▶ **WHAT THE TASK REQUIRES**
Copy out the lines of the material below with no changes, starting with the line that contains "In this exercise you will tag every instance of the potted" and going on through the line that contains "<point>242,256</point>". Include both of those lines.

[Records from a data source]
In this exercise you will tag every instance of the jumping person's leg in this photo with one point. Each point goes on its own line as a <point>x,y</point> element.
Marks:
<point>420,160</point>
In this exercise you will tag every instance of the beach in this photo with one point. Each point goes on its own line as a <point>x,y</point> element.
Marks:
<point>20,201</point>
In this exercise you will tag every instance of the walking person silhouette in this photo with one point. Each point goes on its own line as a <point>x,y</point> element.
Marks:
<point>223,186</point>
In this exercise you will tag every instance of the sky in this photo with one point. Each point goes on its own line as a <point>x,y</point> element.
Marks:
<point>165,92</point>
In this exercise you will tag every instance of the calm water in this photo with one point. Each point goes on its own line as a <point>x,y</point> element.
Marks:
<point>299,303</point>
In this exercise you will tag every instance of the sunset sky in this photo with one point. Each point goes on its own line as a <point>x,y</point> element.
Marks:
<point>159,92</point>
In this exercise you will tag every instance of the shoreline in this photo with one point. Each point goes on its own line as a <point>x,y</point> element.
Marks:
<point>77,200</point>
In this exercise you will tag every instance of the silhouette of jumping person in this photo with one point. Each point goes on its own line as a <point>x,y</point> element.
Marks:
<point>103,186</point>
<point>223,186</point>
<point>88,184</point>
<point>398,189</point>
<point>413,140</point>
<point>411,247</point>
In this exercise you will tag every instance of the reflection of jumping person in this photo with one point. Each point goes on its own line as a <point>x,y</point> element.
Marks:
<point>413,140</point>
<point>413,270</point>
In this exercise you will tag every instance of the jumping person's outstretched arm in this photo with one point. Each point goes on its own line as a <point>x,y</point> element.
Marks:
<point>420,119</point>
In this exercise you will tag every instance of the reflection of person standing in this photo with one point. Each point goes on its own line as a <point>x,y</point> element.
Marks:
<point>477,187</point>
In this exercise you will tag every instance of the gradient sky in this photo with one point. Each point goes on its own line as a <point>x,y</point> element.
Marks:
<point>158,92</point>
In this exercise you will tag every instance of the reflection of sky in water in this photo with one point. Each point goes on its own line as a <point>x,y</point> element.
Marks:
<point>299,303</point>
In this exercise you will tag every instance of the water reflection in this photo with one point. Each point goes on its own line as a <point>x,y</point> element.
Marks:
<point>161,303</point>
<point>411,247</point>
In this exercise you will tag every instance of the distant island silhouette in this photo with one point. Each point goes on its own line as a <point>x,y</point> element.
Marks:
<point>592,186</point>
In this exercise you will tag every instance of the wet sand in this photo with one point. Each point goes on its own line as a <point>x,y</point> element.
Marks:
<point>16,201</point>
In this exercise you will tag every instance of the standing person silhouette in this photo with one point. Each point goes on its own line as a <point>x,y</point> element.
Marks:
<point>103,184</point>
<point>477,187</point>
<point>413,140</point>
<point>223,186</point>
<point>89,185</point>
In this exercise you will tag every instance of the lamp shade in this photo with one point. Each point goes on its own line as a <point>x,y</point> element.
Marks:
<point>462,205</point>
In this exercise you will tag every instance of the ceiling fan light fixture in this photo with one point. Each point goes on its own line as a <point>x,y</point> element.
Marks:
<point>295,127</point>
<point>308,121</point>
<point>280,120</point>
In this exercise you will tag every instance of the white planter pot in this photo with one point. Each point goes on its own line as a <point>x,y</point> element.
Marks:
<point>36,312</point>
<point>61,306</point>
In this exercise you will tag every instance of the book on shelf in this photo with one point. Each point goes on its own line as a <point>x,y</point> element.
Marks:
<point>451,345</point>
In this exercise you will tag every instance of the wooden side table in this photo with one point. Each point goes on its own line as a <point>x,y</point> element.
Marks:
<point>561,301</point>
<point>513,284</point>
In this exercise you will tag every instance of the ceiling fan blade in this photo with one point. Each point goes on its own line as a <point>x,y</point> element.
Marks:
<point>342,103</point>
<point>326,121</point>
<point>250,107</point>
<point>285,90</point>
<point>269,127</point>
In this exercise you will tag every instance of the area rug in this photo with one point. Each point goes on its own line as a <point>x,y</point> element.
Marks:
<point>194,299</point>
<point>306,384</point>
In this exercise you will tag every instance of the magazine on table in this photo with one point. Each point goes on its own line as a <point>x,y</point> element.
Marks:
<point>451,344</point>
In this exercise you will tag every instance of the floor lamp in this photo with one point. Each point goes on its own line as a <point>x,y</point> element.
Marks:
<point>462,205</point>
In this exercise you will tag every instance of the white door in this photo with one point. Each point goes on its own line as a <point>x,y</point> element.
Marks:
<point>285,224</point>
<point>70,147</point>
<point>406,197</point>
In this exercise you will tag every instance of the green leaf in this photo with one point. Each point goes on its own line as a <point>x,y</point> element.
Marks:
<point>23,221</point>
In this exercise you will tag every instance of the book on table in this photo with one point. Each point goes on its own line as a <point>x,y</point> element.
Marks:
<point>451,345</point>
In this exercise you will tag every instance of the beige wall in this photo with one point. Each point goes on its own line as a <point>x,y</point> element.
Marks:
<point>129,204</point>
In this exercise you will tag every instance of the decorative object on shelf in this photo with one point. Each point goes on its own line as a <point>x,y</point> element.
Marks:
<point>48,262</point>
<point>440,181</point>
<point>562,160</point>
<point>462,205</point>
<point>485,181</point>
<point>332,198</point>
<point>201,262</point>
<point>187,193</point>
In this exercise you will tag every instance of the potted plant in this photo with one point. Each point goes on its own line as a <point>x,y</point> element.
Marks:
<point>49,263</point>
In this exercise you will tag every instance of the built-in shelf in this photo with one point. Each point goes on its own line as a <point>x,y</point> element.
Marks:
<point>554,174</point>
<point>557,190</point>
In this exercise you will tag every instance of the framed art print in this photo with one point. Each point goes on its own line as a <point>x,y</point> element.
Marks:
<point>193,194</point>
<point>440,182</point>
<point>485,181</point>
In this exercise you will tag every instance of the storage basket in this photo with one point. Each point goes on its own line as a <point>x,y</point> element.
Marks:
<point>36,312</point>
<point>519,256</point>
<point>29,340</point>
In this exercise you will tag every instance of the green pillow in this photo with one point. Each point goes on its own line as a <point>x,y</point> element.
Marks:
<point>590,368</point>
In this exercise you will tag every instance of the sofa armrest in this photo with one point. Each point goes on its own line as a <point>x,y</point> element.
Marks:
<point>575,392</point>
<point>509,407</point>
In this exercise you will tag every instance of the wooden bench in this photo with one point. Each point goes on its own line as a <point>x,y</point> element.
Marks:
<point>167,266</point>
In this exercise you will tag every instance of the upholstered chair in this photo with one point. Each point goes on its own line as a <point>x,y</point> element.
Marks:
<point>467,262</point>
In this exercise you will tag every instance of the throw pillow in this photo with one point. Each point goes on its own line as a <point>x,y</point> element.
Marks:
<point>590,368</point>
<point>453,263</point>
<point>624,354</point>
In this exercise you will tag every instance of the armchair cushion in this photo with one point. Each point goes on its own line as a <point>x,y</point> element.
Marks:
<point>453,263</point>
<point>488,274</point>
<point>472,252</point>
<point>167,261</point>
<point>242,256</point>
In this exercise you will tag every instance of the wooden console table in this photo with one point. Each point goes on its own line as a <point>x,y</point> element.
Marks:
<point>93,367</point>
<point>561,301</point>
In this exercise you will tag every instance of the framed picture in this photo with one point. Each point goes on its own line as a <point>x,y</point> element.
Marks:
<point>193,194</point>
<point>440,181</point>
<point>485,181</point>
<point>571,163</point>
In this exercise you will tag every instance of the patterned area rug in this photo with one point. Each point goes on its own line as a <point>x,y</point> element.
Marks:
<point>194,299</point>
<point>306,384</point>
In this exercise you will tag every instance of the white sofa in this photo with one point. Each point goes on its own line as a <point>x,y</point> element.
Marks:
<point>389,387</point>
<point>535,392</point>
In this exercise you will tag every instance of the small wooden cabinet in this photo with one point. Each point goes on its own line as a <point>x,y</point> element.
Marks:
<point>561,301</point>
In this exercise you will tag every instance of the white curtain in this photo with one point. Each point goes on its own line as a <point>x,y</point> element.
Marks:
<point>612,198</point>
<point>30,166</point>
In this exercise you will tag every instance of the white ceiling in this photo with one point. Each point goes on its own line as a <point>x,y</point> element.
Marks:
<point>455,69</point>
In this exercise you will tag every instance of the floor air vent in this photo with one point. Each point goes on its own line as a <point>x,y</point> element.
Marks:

▶ **ANSWER BELOW**
In this exercise you will tag every instance of the potted plant in this photo with one point. Each point goes on its own line as a <point>x,y</point> element.
Marks:
<point>49,263</point>
In this exercise you will tag every instance of the built-in shelf in this photo with one point. Each point goes on its own line as a <point>x,y</point> element.
Marks:
<point>554,174</point>
<point>557,190</point>
In this exercise you will tag every instance of the framed art print in this photo with one point. Each point goes on its own line as a <point>x,y</point> element.
Marks:
<point>193,194</point>
<point>440,182</point>
<point>485,181</point>
In this exercise you will tag every instance of the storage basket in this photo with one point. Each point goes on its own line as a <point>x,y</point> element.
Marks:
<point>36,312</point>
<point>519,256</point>
<point>29,340</point>
In this exercise you will tag every instance of the green pillow in this photo with one point. Each point goes on its own line as a <point>x,y</point> element.
Marks:
<point>590,368</point>
In this exercise you will tag every instance of the sofa armrest in this photo with one point. Each point goes on its own line as a <point>x,y</point> element.
Marks:
<point>575,392</point>
<point>509,407</point>
In this exercise you will tag every instance of the wooden bench in this photo with one point. Each point goes on its own line as a <point>x,y</point> element.
Marks:
<point>167,266</point>
In this exercise you will tag every instance of the upholstered chair in this photo with one point. Each point goes on its own line as a <point>x,y</point> element.
Marks:
<point>467,262</point>
In this exercise you will tag every instance of the throw pillow in this photo with one point. Each point goes on its own line as a <point>x,y</point> element.
Marks:
<point>590,368</point>
<point>453,263</point>
<point>624,354</point>
In this exercise you will tag every instance of the armchair cushion in this photo with one point. Each point goes on its own line as a <point>x,y</point> element.
Marks:
<point>453,263</point>
<point>488,274</point>
<point>472,252</point>
<point>167,261</point>
<point>242,256</point>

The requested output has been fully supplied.